_GIVEN RECORDS:_

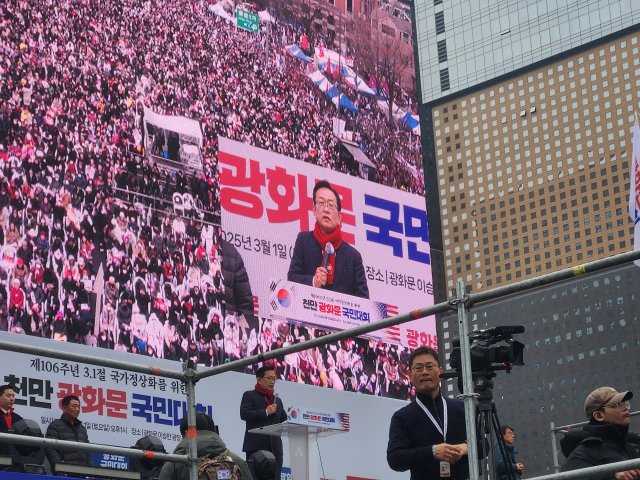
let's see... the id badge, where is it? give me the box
[440,461,451,477]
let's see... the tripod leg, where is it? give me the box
[475,404,490,480]
[490,404,517,480]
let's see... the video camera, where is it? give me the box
[441,325,525,397]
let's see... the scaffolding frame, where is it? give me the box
[2,249,640,480]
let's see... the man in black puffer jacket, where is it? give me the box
[45,395,93,466]
[561,387,640,480]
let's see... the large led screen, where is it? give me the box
[0,0,432,400]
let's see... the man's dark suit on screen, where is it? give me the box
[287,231,369,299]
[240,390,287,478]
[0,410,22,432]
[0,410,23,455]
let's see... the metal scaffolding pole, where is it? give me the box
[194,301,453,381]
[466,249,640,308]
[0,432,190,464]
[527,458,640,480]
[453,279,479,480]
[184,361,199,480]
[0,340,185,380]
[550,422,560,474]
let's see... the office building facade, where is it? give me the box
[412,0,640,300]
[433,29,640,295]
[410,0,640,475]
[413,0,640,104]
[439,262,640,474]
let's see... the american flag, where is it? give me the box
[629,113,640,267]
[253,295,259,315]
[339,412,350,431]
[383,304,400,343]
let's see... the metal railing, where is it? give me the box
[2,248,640,480]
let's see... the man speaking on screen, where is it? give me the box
[288,180,369,299]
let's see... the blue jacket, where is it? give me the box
[287,231,369,299]
[387,392,482,480]
[494,442,521,480]
[240,389,287,454]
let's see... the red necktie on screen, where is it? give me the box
[3,409,12,430]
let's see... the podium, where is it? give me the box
[249,407,349,480]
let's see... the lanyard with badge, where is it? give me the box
[417,397,451,477]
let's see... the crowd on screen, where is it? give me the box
[0,0,419,398]
[216,316,416,400]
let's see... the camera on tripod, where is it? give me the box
[441,325,526,480]
[441,325,525,396]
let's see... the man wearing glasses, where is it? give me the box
[387,346,475,479]
[288,180,369,299]
[240,365,287,479]
[561,387,640,480]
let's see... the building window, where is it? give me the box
[440,68,450,91]
[381,24,395,37]
[435,11,445,35]
[437,39,448,63]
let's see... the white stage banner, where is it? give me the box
[1,347,213,455]
[287,406,349,432]
[269,278,401,344]
[219,137,436,349]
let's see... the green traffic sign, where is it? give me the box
[236,8,259,33]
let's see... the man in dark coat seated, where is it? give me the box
[240,365,287,480]
[45,395,93,466]
[561,387,640,480]
[287,180,369,299]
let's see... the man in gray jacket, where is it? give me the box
[159,413,252,480]
[45,395,93,466]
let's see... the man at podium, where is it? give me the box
[241,365,287,479]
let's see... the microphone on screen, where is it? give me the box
[322,242,335,269]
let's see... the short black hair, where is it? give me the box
[179,413,217,437]
[61,395,80,407]
[409,346,440,369]
[0,384,15,396]
[313,180,341,212]
[501,425,514,436]
[256,365,275,378]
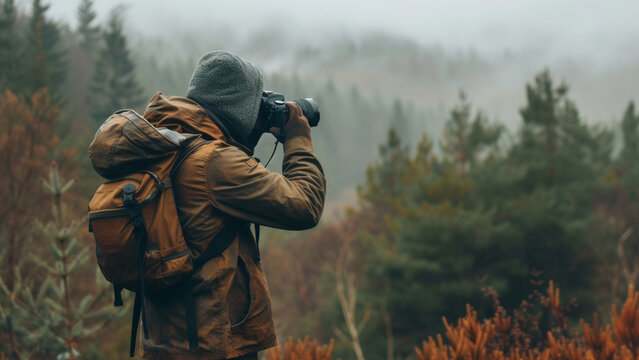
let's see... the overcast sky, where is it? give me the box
[40,0,639,66]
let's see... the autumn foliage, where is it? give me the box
[415,283,639,360]
[0,89,60,288]
[250,282,639,360]
[265,336,336,360]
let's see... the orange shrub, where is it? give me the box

_TASK TO COMPLETE:_
The lines from the one containing "let's see... the autumn" through the end of the data are to be copied exactly, the first and last of them included.

_OUTPUT FOR THIS TASK:_
let's see... the autumn foliage, where is it? give me the box
[415,283,639,360]
[0,89,60,288]
[250,282,639,360]
[265,336,336,360]
let's see... the orange shrub, where is it? give me the box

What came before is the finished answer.